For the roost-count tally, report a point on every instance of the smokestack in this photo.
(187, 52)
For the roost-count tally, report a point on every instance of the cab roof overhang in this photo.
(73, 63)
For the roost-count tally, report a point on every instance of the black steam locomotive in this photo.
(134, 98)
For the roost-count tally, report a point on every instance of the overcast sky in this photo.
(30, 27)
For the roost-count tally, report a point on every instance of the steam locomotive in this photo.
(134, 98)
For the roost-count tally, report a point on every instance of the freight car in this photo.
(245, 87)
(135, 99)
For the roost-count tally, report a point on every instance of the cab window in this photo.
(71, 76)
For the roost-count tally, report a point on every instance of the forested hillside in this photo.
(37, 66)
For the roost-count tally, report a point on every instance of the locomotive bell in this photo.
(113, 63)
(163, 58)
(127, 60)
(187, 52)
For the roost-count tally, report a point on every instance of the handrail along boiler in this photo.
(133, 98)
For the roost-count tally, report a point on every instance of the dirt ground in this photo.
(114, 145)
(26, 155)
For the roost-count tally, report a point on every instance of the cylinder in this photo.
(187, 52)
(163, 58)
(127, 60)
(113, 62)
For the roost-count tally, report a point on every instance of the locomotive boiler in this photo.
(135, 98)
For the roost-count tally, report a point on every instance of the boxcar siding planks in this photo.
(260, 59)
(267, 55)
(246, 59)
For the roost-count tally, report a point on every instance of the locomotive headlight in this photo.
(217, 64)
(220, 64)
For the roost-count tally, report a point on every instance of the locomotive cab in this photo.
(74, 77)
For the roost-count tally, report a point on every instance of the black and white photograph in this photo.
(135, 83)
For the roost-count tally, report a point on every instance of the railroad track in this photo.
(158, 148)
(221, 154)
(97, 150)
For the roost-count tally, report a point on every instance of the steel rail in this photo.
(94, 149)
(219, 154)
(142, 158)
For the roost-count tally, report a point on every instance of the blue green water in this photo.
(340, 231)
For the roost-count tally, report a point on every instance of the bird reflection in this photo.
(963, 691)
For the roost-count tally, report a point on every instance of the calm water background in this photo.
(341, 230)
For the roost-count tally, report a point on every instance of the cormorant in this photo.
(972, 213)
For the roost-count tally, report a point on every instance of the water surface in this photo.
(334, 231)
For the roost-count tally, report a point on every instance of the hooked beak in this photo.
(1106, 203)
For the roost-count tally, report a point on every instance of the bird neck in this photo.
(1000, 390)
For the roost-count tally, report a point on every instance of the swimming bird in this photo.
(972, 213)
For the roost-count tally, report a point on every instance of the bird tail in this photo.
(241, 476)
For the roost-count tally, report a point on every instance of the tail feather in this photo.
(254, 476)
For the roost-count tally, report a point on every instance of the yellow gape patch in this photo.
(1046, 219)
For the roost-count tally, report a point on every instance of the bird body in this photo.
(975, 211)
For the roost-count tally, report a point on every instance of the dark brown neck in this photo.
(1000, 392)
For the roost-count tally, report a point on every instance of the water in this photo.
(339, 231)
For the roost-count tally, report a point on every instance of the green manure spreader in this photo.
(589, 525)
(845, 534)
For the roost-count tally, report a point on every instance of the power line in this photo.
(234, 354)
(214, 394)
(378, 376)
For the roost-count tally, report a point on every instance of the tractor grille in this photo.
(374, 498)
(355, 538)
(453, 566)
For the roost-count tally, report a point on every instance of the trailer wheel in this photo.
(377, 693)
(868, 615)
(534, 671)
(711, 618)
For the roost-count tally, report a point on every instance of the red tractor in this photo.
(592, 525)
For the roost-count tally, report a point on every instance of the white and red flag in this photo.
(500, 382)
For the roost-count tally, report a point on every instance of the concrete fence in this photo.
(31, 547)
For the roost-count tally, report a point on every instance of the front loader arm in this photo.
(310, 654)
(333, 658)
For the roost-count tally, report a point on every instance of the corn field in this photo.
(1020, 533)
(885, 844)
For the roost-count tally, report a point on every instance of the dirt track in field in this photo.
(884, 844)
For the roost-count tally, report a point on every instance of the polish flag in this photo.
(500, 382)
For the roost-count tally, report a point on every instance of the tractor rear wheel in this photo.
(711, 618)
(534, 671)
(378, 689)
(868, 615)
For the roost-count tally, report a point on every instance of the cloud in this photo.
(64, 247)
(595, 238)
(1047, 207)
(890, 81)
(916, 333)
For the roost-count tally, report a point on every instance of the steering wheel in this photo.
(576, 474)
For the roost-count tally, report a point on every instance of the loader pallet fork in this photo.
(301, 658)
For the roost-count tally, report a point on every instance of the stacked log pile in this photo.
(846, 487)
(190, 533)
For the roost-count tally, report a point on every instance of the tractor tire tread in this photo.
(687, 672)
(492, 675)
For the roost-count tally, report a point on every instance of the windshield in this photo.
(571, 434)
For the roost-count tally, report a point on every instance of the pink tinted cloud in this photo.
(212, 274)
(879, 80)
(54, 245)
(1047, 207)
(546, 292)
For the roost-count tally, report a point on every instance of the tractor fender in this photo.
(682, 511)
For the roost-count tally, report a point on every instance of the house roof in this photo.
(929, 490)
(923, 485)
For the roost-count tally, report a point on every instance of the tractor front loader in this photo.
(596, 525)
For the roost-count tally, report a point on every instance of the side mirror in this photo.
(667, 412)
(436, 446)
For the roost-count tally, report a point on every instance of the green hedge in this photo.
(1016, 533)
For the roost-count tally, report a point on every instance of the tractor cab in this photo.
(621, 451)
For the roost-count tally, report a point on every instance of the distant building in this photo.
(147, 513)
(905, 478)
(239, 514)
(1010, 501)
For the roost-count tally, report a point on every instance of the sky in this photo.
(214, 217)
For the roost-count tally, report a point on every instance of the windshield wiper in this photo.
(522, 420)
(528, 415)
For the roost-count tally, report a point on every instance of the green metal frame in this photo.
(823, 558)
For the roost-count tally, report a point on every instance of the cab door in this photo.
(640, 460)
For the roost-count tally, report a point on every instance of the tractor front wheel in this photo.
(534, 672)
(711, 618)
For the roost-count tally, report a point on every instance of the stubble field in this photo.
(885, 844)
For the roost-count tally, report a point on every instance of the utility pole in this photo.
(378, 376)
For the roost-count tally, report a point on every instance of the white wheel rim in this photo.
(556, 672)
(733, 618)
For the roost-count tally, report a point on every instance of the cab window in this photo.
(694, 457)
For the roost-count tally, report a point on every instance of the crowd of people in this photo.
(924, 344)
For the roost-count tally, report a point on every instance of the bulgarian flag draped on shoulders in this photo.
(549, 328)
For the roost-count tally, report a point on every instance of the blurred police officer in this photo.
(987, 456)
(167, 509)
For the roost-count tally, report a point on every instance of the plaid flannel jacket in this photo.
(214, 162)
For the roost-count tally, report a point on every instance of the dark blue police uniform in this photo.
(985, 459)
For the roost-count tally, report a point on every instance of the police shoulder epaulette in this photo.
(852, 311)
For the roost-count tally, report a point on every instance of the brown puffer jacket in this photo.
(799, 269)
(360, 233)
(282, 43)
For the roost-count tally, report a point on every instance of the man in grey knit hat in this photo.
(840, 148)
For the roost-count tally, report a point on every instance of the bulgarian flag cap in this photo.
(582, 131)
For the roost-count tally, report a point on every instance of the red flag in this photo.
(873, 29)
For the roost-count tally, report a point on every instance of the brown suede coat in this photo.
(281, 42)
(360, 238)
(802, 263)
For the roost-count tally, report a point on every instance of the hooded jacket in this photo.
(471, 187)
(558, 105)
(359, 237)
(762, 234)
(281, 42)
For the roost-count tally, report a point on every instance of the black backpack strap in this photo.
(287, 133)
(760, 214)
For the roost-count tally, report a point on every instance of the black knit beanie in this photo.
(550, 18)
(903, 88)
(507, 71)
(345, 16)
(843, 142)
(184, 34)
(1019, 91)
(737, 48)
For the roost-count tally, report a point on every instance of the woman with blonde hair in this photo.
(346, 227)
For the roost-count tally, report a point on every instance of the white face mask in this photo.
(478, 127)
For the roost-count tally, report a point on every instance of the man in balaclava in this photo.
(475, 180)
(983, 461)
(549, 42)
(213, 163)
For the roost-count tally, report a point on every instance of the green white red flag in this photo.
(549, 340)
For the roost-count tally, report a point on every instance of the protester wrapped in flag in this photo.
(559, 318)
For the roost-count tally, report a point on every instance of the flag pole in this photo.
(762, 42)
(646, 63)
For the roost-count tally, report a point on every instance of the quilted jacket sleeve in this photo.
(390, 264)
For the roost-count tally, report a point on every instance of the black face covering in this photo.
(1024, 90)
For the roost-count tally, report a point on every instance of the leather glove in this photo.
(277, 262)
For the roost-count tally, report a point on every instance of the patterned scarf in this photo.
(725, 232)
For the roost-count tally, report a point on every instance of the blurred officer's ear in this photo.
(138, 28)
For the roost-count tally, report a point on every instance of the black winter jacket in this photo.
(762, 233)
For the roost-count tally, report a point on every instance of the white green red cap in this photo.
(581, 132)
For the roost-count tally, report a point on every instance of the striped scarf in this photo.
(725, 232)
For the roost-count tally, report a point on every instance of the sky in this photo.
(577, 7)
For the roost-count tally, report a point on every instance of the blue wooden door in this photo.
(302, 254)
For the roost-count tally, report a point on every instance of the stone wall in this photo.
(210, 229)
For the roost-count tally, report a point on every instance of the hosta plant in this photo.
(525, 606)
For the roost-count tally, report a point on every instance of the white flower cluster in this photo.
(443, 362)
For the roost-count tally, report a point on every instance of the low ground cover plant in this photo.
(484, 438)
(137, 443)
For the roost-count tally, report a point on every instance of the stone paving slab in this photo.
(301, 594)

★ ★ ★

**Aim**
Copy out, without any change, the lines from the one containing "surface in this photo." through the one containing "(1106, 203)", including both.

**The completed task**
For the roost-count tally, report a point on every instance of the water surface in this photo.
(334, 231)
For the roost-count tally, report a point on every instance of the hooked beak in this photo.
(1106, 203)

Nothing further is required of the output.